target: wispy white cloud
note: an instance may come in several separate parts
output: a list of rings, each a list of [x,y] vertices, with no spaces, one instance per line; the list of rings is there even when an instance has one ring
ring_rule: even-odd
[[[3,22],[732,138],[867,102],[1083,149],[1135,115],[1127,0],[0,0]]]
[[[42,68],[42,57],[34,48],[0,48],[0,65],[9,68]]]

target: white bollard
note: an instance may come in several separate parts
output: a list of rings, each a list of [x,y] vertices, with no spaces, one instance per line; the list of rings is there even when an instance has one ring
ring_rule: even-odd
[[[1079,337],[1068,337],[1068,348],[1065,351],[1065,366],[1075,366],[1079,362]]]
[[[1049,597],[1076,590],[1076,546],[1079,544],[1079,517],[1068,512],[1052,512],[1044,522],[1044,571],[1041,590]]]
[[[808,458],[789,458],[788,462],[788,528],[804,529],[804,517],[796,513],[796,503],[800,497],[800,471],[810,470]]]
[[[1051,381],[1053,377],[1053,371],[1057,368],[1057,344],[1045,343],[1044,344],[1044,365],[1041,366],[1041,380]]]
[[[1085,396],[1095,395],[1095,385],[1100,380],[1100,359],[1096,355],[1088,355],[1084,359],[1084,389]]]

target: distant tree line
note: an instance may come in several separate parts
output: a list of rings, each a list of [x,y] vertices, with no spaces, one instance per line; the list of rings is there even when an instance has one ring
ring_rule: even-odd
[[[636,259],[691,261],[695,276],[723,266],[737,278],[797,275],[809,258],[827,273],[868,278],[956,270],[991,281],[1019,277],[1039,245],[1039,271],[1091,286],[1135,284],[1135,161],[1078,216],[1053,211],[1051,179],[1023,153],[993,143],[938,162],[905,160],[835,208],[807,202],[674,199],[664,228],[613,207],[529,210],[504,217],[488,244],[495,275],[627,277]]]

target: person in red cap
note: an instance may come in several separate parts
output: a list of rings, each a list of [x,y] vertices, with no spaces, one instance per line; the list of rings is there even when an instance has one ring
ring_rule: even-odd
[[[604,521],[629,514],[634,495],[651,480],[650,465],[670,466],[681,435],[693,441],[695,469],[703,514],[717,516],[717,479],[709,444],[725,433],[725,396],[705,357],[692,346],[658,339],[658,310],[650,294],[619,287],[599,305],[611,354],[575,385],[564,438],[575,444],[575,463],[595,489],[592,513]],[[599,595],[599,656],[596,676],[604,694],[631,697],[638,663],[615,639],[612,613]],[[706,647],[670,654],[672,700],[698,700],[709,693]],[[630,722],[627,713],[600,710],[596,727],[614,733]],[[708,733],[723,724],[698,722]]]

++++++

# Exercise directions
Tally the lines in the listing above that contain the word "target", and give only the number.

# Exercise response
4